以前、国際男性デー(11月19日)に「男性専用車両の実現」に対する話題が持ち上がりました。

"女性専用車両により女性への支援がある状態に対し、男性への支援が無いのは男女差別である"として、男女平等の精神から男性専用車両の実現を訴えるものでした。
私のフォロワーさん達も多くがその思想に賛同し、支持を得ていました。


私は反対でした

男性専用車両に反対の理由

まず一番最初に思ったのは「同性から性被害を受けた男性の居場所が無くなってしまう」という事でした。

当然そういった被害者の方は【男性専用車両】には乗れませんから共用車両に乗るようになります。しかし【男性専用車両】と【女性専用車両】が存在する場合、共用車両に乗る人間に対して必ずこういう声が出てくることでしょう。(今でもすでにあります)

「何故男性専用車両があるのにそっちに乗らないの?」
「何故女性専用車両があるのにそっちに乗らないの?」

これがエスカレートすると

「痴漢したいから共用車両を選んでるんじゃないの?」

となるかもしれません。
理由があって専用車両に乗れない人間にとっては辛い状況です。


そもそも女性専用車両は痴漢を抑制できているのでしょうか?

上記記事の前半部分では「効果が無いのではないか」という事が語られています。

まず痴漢発生自由を考えるにあたり、不正のトライアングルから考えた場合、満員電車で起きるという点が【機会】として大きいと思われます。

専用車両は性質上、通常より乗車率を偏らせることになります。つまり車両による乗車率の差を広げ、【機会】となる満員車両を作ることを助長してしまう事があります。
またそもそも"専用車両"での痴漢を防いだだけで、全体もしくは共用車両での痴漢を防いでるわけではありません。ゆえに"痴漢の場所が移動しただけ"という指摘もあります。
══════════════════════════════
• [やること]
1. 本文によると、「男性専用車両の実現」が話題になったのは何の日ですか。
2. 本文で【】に囲まれている語句を、重複を除いてすべて挙げてください。
3. 本文の「当然そういった被害者の方は【」から「そもそも女性専用車両は痴漢を抑制できているのでしょうか?」までを、「そもそも女性専用車両は痴漢を抑制できているのでしょうか?」も含めて書き出してください。その際、「共用車両」を「一般車両」に置き換えてください。
══════════════════════════════
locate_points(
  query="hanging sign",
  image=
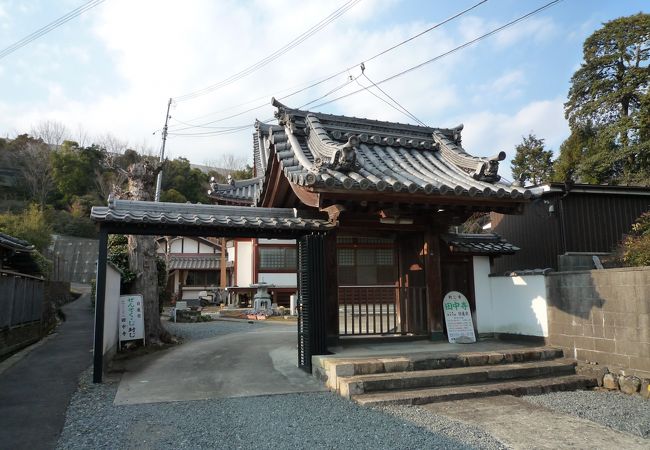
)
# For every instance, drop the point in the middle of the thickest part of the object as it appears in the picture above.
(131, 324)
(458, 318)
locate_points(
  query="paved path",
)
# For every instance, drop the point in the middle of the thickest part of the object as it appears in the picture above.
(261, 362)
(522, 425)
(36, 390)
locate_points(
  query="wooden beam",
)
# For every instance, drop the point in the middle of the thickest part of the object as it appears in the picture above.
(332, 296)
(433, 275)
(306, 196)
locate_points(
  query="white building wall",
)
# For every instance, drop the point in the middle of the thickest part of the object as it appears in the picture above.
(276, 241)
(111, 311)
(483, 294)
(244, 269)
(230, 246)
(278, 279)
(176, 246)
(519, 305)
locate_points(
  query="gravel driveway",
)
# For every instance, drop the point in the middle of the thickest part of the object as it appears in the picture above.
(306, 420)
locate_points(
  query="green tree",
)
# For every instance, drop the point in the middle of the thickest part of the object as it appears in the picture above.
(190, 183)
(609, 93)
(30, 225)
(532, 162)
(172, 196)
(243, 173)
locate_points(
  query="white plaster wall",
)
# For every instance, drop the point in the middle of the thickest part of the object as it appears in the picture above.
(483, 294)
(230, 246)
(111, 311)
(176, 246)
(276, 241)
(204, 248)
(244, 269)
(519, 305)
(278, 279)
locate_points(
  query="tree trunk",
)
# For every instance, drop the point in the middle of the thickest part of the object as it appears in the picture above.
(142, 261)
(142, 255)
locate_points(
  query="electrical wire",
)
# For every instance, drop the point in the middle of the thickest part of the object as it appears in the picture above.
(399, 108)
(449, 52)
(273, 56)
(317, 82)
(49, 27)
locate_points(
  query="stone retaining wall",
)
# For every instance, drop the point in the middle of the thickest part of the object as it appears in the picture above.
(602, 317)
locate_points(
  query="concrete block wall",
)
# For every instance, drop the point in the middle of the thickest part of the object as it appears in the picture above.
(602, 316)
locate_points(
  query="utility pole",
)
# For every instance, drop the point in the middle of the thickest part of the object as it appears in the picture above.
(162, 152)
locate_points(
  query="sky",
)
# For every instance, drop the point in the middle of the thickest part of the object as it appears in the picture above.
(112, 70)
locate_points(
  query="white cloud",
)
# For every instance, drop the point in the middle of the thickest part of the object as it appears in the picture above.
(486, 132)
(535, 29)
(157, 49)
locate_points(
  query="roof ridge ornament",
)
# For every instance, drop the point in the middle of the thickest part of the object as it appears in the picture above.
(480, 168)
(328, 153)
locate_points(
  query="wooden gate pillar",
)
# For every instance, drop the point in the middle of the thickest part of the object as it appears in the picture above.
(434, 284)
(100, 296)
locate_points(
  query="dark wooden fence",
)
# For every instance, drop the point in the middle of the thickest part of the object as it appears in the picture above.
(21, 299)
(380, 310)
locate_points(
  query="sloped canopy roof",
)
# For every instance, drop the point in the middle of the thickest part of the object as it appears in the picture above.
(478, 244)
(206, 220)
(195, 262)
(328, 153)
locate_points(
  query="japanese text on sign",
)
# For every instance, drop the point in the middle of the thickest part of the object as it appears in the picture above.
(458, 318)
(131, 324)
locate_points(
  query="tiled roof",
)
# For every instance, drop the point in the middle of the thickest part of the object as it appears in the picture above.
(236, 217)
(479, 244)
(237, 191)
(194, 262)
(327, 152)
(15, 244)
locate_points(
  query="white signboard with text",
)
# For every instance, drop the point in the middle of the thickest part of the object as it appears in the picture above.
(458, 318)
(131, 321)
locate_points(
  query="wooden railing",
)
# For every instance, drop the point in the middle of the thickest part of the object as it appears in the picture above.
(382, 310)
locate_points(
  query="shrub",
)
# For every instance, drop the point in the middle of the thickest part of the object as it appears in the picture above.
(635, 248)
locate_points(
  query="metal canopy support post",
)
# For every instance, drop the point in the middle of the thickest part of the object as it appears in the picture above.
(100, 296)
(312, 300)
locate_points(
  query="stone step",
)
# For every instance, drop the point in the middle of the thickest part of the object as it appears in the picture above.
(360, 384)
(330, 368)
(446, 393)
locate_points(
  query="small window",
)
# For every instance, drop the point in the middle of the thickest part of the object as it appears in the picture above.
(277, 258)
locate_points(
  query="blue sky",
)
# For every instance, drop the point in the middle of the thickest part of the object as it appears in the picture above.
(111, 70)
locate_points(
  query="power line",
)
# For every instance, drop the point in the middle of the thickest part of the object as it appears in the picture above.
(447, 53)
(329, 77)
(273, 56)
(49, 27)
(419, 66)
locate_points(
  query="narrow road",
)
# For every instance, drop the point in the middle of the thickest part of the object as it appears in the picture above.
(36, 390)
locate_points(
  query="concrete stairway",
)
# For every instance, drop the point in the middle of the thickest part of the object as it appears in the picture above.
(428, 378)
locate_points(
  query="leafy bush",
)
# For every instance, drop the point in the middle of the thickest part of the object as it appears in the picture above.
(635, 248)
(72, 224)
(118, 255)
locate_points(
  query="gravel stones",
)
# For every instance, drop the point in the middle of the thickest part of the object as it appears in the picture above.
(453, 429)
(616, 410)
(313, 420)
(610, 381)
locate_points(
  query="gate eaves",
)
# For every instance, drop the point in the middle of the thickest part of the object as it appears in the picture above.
══════════════════════════════
• [回答]
1. 国際男性デー(11月19日)です。

2. 男性専用車両、女性専用車両、機会

3.
当然そういった被害者の方は【男性専用車両】には乗れませんから一般車両に乗るようになります。しかし【男性専用車両】と【女性専用車両】が存在する場合、一般車両に乗る人間に対して必ずこういう声が出てくることでしょう。(今でもすでにあります)

「何故男性専用車両があるのにそっちに乗らないの?」
「何故女性専用車両があるのにそっちに乗らないの?」

これがエスカレートすると

「痴漢したいから一般車両を選んでるんじゃないの?」

となるかもしれません。
理由があって専用車両に乗れない人間にとっては辛い状況です。


そもそも女性専用車両は痴漢を抑制できているのでしょうか?